• Task:
All entries that follow are to be written out verbatim.

• Records for the task:
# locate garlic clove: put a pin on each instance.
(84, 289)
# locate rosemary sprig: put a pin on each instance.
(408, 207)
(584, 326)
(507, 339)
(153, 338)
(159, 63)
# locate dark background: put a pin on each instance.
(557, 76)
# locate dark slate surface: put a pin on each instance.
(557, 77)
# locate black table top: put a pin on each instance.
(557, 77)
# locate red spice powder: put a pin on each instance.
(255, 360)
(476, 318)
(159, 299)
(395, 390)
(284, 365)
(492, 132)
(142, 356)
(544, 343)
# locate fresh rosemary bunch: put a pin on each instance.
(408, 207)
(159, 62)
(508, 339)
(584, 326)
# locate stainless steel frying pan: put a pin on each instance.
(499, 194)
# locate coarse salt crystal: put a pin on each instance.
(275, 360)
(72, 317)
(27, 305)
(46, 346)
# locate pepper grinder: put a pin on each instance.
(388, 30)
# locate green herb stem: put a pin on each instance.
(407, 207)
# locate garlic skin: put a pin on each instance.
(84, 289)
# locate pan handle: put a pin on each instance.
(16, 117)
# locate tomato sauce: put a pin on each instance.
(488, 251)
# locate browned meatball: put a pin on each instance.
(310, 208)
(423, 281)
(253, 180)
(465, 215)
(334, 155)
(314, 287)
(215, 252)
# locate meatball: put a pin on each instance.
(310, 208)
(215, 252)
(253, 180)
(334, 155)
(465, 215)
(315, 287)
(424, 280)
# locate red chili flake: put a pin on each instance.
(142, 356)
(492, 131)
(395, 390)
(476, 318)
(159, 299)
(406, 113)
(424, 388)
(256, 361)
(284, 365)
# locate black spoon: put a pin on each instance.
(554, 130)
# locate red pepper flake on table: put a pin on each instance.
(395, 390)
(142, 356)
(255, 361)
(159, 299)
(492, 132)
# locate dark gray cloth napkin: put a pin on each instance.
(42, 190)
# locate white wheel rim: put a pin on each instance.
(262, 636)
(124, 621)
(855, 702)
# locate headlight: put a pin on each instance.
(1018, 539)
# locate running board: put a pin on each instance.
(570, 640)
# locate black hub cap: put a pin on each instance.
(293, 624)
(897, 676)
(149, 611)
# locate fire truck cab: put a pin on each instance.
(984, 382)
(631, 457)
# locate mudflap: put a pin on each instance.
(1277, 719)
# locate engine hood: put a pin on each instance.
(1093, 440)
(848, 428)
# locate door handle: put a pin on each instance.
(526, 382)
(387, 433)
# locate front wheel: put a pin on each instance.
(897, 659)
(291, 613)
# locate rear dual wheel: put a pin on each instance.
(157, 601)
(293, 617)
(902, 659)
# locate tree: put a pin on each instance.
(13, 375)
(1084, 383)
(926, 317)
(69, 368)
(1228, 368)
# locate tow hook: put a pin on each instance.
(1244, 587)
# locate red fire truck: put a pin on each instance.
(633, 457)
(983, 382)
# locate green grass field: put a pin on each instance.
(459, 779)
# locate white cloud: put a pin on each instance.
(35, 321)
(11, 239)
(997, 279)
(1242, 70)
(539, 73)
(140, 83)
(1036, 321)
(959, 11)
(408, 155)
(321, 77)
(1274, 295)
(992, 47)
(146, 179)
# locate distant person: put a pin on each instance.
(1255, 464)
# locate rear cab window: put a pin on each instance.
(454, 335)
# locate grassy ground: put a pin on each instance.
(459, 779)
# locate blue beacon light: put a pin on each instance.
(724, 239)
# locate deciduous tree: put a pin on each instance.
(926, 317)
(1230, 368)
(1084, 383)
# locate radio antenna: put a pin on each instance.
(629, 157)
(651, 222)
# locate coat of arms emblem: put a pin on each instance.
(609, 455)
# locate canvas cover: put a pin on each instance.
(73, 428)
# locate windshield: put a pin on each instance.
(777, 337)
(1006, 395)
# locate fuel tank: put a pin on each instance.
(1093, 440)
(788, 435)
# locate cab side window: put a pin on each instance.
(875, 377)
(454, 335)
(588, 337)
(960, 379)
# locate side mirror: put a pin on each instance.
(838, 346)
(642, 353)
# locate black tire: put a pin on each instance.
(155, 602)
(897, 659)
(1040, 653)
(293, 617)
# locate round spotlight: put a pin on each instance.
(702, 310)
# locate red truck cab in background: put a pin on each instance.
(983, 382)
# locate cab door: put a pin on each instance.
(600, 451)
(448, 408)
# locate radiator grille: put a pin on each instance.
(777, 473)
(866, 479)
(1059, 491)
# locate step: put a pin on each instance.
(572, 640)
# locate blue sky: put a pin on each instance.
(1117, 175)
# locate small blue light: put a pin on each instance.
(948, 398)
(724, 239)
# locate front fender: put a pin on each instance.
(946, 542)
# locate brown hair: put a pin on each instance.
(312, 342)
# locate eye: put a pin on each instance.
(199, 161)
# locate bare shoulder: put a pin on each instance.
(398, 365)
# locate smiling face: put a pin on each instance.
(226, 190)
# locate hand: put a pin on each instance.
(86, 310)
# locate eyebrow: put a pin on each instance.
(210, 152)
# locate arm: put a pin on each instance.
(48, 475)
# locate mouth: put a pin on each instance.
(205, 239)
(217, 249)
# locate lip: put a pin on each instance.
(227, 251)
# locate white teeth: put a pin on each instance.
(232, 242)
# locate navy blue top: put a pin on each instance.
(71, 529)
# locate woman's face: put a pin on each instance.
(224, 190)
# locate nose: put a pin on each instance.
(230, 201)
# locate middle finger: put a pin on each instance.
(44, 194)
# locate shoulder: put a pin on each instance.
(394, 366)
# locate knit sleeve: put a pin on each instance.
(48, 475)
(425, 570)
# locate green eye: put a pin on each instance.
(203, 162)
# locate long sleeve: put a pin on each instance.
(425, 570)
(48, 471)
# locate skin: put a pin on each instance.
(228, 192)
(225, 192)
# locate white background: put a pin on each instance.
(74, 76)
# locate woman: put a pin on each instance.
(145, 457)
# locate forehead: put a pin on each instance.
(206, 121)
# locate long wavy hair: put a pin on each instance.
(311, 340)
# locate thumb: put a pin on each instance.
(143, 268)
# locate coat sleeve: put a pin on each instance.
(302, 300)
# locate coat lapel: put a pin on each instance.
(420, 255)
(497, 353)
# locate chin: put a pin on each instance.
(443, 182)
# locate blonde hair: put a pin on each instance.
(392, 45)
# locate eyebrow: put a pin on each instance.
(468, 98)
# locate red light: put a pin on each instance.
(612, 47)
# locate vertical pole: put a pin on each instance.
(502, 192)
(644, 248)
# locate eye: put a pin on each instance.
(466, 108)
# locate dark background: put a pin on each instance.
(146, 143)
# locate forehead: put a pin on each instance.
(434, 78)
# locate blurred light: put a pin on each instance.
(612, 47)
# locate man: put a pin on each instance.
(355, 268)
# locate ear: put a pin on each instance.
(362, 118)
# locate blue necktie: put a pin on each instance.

• Worked solution:
# locate garlic clove: put a pin on each instance.
(84, 289)
# locate rosemary sprig: put a pin on each instance.
(408, 207)
(584, 326)
(507, 339)
(153, 338)
(159, 63)
# locate dark background: put a pin on each instance.
(557, 76)
# locate dark slate surface: put a pin on each instance.
(557, 77)
# locate black table top: put a pin on each instance.
(557, 77)
# locate red spice powder: put a pin on each instance.
(255, 360)
(476, 318)
(159, 299)
(395, 390)
(284, 365)
(492, 132)
(142, 356)
(544, 343)
# locate fresh rosemary bunch: put a pin on each instance.
(408, 207)
(159, 62)
(508, 339)
(584, 326)
# locate stainless steel frying pan: put a pin on each instance.
(499, 194)
# locate coarse salt crystal: put a pin on each instance.
(275, 360)
(72, 317)
(27, 305)
(46, 346)
# locate pepper grinder: put a pin on each instance.
(388, 30)
# locate green herb stem: put a pin on each instance.
(407, 207)
# locate garlic skin: put a pin on each instance.
(84, 289)
# locate pan handle: put a pin on each instance.
(16, 117)
# locate tomato sauce: put a pin on each instance.
(488, 251)
# locate browned meatball: put a pin on each instance.
(310, 208)
(423, 281)
(253, 180)
(465, 215)
(334, 155)
(314, 287)
(215, 252)
# locate meatball: put a pin on each instance.
(310, 208)
(215, 252)
(253, 180)
(334, 155)
(465, 215)
(315, 287)
(424, 280)
# locate red chili flake: put a pin on each instance.
(142, 356)
(492, 131)
(395, 390)
(476, 318)
(159, 299)
(406, 113)
(424, 388)
(256, 361)
(284, 365)
# locate black spoon: put a pin on each instance.
(554, 130)
# locate red pepper flake on table: put a pin on each instance.
(395, 390)
(142, 356)
(255, 361)
(159, 299)
(492, 132)
# locate dark gray cloth napkin: put a pin on each instance.
(42, 190)
# locate white wheel rim: put a pin on each instance.
(262, 636)
(124, 621)
(855, 702)
# locate headlight: put a pin on each instance.
(1018, 539)
# locate running board: put a pin on each instance.
(570, 640)
# locate black hub cap: put a pin on each instance.
(293, 624)
(897, 676)
(149, 611)
# locate fire truck cab: put a pin on each instance.
(984, 382)
(631, 457)
# locate mudflap: put a pin on each instance.
(1277, 719)
# locate engine hood: put a pin on each instance.
(1093, 440)
(848, 428)
# locate door handle: put a pin on each instance.
(526, 382)
(387, 433)
# locate front wheel: put a pin on each instance.
(897, 659)
(291, 613)
# locate rear dual wheel: put a pin on each instance.
(157, 601)
(293, 617)
(902, 659)
# locate tree: put a pin on each instance.
(13, 375)
(1084, 383)
(926, 317)
(69, 368)
(1228, 368)
# locate tow hook: put a pin on each instance.
(1244, 587)
# locate red fire truck: put a pin on each instance.
(633, 457)
(983, 382)
# locate green grass field: put a pin on each instance.
(459, 779)
# locate white cloud: put a pin on each instance.
(35, 321)
(11, 239)
(997, 279)
(1242, 70)
(539, 73)
(140, 83)
(1036, 321)
(959, 11)
(408, 155)
(321, 77)
(1274, 295)
(992, 47)
(146, 179)
# locate distant person: put a pin on each instance.
(1255, 464)
# locate rear cab window: put a pin on each instance.
(454, 335)
# locate grassy ground: put a pin on each instance.
(459, 779)
# locate blue beacon light: put a pin on each instance.
(724, 239)
# locate deciduous tree: put a pin on each instance.
(926, 317)
(1230, 368)
(1084, 383)
# locate radio antenna: put a pin on each instance.
(629, 157)
(651, 222)
# locate coat of arms emblem: put a pin on each instance.
(609, 455)
# locate canvas cover: put a pin on each instance.
(73, 428)
# locate windshield: put a pin on each instance.
(777, 337)
(1006, 395)
# locate fuel tank: put a pin on each instance.
(1093, 440)
(788, 435)
# locate cab side window: put a pin on each instance.
(875, 377)
(454, 335)
(588, 337)
(960, 379)
# locate side mirror: put a pin on each instance.
(838, 346)
(642, 353)
# locate black tire: put a pin on each instance.
(155, 602)
(897, 659)
(1040, 653)
(293, 617)
# locate round spotlight: put a pin on each instance.
(702, 310)
# locate red truck cab in background: put a pin on each instance.
(983, 382)
# locate cab door: put a pin on each instance.
(600, 451)
(448, 408)
# locate radiator grille: put a pin on each instance.
(777, 473)
(866, 479)
(1059, 491)
# locate step: put a pin on each instance.
(572, 640)
# locate blue sky: put a pin on each instance.
(1117, 175)
# locate small blue light: put a pin on each instance.
(948, 398)
(724, 239)
# locate front fender: put a pin on each instance.
(946, 542)
# locate brown hair: put a pin on each instance.
(312, 342)
# locate eye: put a pin on each instance.
(199, 161)
# locate bare shoulder: put a pin on each instance.
(398, 365)
# locate smiling face: put a pin on each instance.
(226, 190)
# locate hand: put a pin on each instance.
(86, 310)
# locate eyebrow: put a pin on each instance.
(210, 152)
# locate arm: put a pin on each instance.
(48, 475)
# locate mouth: put a pin on each instance.
(205, 239)
(217, 249)
# locate lip: put a pin on each instance.
(227, 251)
# locate white teeth: put a pin on each instance.
(232, 242)
# locate navy blue top: put a pin on each instance.
(71, 529)
# locate woman's face: put a pin on each instance.
(224, 190)
# locate nose: put a pin on each instance.
(230, 201)
# locate middle finger: put a pin on each instance.
(44, 194)
# locate shoulder: put a pin on each instance.
(394, 366)
# locate knit sleeve: put a pin on each instance.
(48, 475)
(425, 570)
# locate green eye: put a pin on each instance.
(203, 162)
# locate long sleeve: put a pin on each instance.
(425, 570)
(48, 471)
# locate skin: put a pin on each instance.
(228, 192)
(225, 192)
# locate white background: put a pin on each instance.
(74, 76)
# locate woman: put a pin on each instance.
(145, 457)
# locate forehead: put a pin on each instance.
(206, 121)
# locate long wavy hair: put a pin on each instance.
(311, 340)
# locate thumb: put a pin on each instance.
(143, 268)
# locate coat sleeve: put a pin on each instance.
(302, 300)
# locate coat lapel: put a pin on each instance.
(420, 255)
(497, 353)
# locate chin: put a pin on each instance.
(443, 182)
# locate blonde hair: put a pin on each instance.
(392, 45)
# locate eyebrow: put a pin on each instance.
(468, 98)
# locate red light: put a pin on each instance.
(612, 47)
# locate vertical pole: put a pin on each instance.
(502, 192)
(644, 248)
# locate eye: put a pin on each instance.
(466, 108)
# locate dark background: put a pin on each instance.
(146, 143)
# locate forehead: put a pin on each instance.
(434, 78)
# locate blurred light: put a pin on each instance.
(612, 47)
# locate man: put a pin on each instance.
(355, 268)
# locate ear: put a pin on each instance.
(362, 118)
# locate blue necktie: put a pin on each instance.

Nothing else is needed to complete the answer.